Stated task 1: In the thread about reading an Excel file while skipping its second row, why does the answer call read_excel twice?
>> BEGIN Text provided
7

I have a excel file like this:

enter image description here

I try to read it in read.xlsx or read_excel by skipping the second row:

library(xlsx)
df <- read.xlsx('./data.xls', 'Sheet1')

library(readxl)
df <- read_excel("./data.xls", sheet = 'Sheet0', skip = 2, col_names = TRUE)

The first one (read.xlsx), I didn't find parameters for skip rows, the second one give a df without headers.

Where did I do wrong in the code above and how to read it correctly? Thanks.

ah bon
  • 9,293
  • 12
  • 65
  • 148
  • I think you are looking for https://stackoverflow.com/questions/15860071/read-csv-header-on-first-line-skip-second-line – Ronak Shah Jun 23 '20 at 07:53
  • I'm not sure if we can read `.xlsx` file with `read_csv`, I get an error like this when I'm trying to do so: `line 1 appears to contain embedded nullsline 2 appears to contain embedded nullsline 3 appears to contain embedded nullsline 4 appears to contain embedded nullsline 5 appears to contain embedded nullsError in make.names(col.names, unique = TRUE) : ` – ah bon Jun 23 '20 at 07:57
  • 1
    I see, you are right. I think zx8754's answer below would help. I would just read the excel as it is and then remove the second row. – Ronak Shah Jun 23 '20 at 08:12

1 Answers1

12

Read it twice: once for column names, then for the data:

library(readxl)
myCols <- as.character(read_excel("./test123.xlsx", n_max = 1, col_names = FALSE))
myDF <- read_excel("./test123.xlsx", skip = 2, col_names = myCols)

myDF
# # A tibble: 3 x 2
#   colAtitle colBtitle
#       <dbl>     <dbl>
# 1         1         5
# 2         2         6
# 3         3         7

Example input: test123.xlsx

enter image description here

zx8754
  • 52,746
  • 12
  • 114
  • 209
>> END Text provided
>> BEGIN Material provided
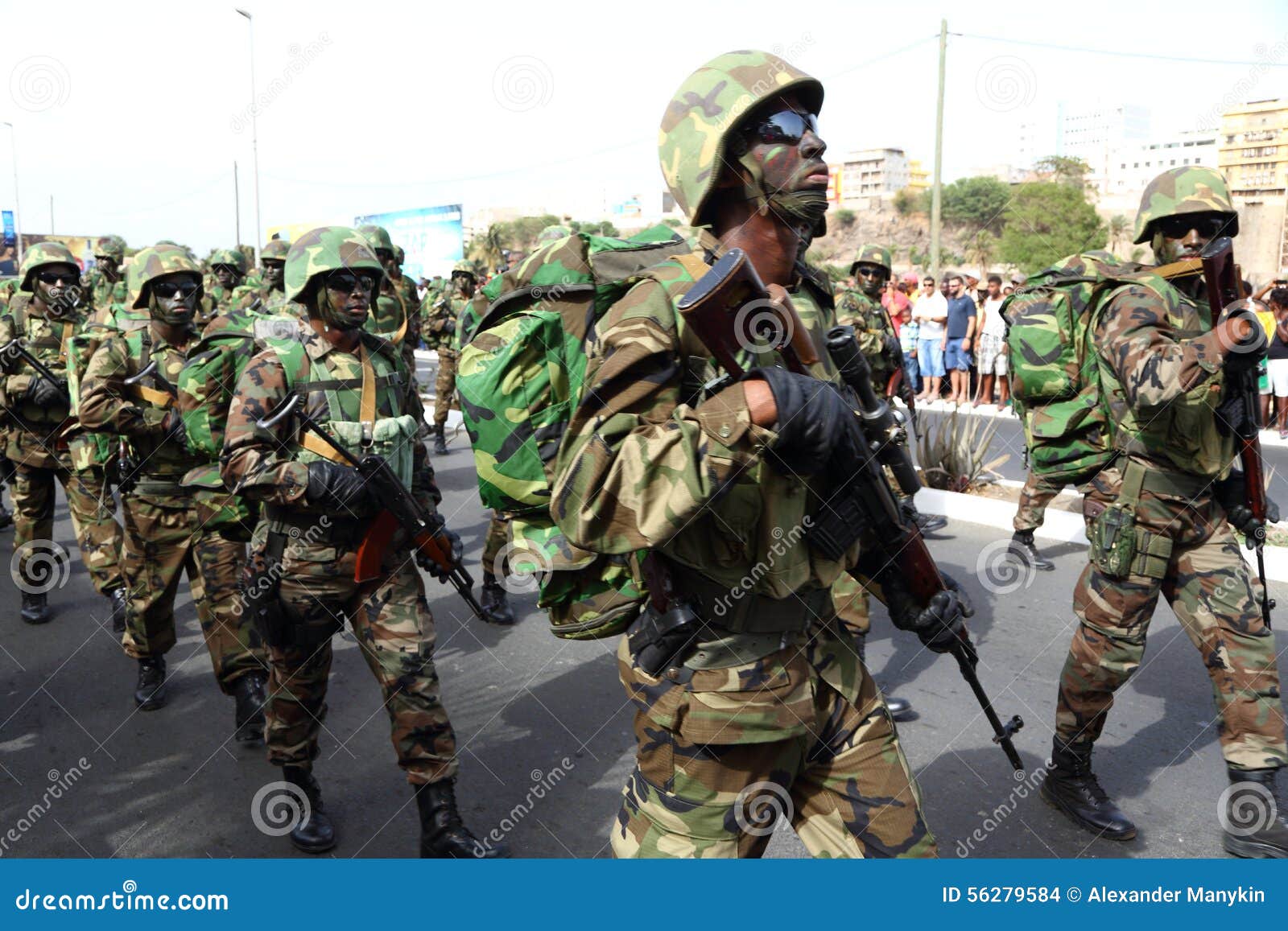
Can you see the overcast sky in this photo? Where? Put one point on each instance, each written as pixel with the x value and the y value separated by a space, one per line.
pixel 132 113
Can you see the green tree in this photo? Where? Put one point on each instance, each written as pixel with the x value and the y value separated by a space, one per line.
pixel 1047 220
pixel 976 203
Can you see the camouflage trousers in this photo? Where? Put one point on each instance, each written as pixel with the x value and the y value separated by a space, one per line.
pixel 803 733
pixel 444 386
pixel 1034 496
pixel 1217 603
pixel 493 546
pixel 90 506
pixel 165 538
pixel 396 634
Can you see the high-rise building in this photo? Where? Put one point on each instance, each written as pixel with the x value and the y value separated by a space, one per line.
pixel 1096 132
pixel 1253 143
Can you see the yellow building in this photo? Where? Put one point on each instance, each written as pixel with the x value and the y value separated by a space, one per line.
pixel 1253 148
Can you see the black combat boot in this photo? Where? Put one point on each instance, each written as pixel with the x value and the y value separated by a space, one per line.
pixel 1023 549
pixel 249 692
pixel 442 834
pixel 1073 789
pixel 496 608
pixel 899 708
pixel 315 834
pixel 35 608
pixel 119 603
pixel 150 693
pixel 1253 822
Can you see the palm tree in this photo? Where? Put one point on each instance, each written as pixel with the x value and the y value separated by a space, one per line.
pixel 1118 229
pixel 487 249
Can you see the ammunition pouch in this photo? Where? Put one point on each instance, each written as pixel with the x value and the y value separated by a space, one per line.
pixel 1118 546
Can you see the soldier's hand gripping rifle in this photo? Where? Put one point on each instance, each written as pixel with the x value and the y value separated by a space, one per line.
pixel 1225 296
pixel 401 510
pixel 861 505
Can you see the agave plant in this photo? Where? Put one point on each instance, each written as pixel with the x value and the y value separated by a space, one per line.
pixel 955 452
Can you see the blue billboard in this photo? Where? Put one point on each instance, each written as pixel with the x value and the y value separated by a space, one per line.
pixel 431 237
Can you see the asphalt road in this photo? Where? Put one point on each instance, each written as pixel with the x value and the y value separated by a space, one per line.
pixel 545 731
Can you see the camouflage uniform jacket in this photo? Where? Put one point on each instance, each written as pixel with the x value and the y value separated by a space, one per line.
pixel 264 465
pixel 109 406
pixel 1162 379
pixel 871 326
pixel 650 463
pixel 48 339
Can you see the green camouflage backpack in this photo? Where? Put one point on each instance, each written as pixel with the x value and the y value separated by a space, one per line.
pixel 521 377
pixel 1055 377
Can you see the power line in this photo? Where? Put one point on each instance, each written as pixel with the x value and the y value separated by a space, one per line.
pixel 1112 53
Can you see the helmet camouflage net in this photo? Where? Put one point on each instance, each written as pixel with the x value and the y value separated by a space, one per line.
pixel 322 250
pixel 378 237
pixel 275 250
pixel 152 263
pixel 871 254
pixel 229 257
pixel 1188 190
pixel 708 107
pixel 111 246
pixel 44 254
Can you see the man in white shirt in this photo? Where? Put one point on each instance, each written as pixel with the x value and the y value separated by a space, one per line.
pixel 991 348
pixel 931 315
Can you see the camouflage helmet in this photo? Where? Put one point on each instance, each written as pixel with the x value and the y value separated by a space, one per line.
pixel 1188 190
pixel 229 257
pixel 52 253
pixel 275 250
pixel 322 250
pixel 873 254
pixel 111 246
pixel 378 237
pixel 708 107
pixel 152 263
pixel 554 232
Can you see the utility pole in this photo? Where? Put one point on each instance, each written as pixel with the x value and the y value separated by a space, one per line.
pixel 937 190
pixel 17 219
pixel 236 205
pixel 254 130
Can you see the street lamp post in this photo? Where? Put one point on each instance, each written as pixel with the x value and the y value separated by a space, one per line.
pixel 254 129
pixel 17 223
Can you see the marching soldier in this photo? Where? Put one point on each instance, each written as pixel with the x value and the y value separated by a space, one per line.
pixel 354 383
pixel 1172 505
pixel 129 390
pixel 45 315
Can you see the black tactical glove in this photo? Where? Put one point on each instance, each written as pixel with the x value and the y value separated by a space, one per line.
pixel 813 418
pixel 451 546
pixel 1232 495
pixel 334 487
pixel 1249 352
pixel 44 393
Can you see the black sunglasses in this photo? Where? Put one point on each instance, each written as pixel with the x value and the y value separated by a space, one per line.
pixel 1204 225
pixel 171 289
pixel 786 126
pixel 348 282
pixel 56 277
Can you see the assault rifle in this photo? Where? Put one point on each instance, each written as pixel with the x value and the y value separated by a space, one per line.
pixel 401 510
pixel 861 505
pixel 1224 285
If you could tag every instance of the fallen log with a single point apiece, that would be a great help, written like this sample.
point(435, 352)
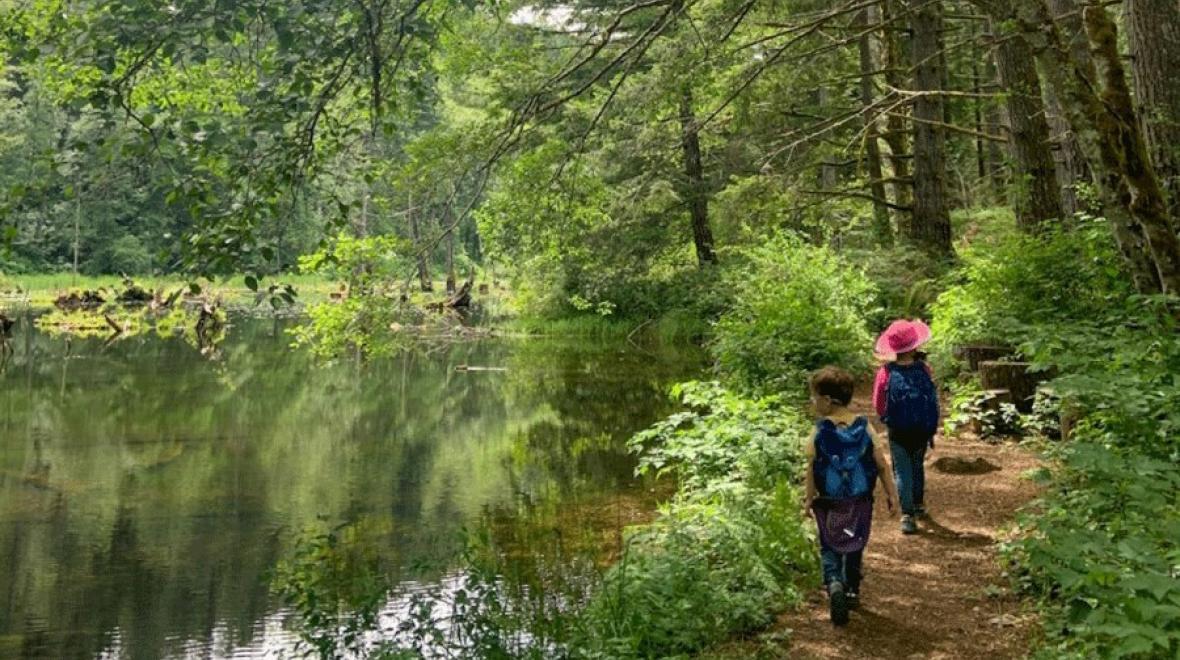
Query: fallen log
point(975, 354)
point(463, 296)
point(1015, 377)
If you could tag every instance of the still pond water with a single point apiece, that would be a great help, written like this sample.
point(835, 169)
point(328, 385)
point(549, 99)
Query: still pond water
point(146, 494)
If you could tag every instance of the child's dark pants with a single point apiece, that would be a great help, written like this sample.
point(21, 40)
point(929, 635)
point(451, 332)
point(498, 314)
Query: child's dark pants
>> END Material provided
Stated task 2: Can you format the rows, from their start up to and including the line with "pixel 132 113", as a numbered list, with blank lines and pictures left out?

Task answer 1: The first call reads only the top row (n_max = 1, col_names = FALSE) to get the column names. The second call skips the first two rows and reads the data, using those saved names through col_names = myCols.

Task answer 2:
1. Can you see the overcast sky in this photo? Where? Put one point on each instance, each written as pixel with the x value and the y value separated by a space, one per line.
2. pixel 132 113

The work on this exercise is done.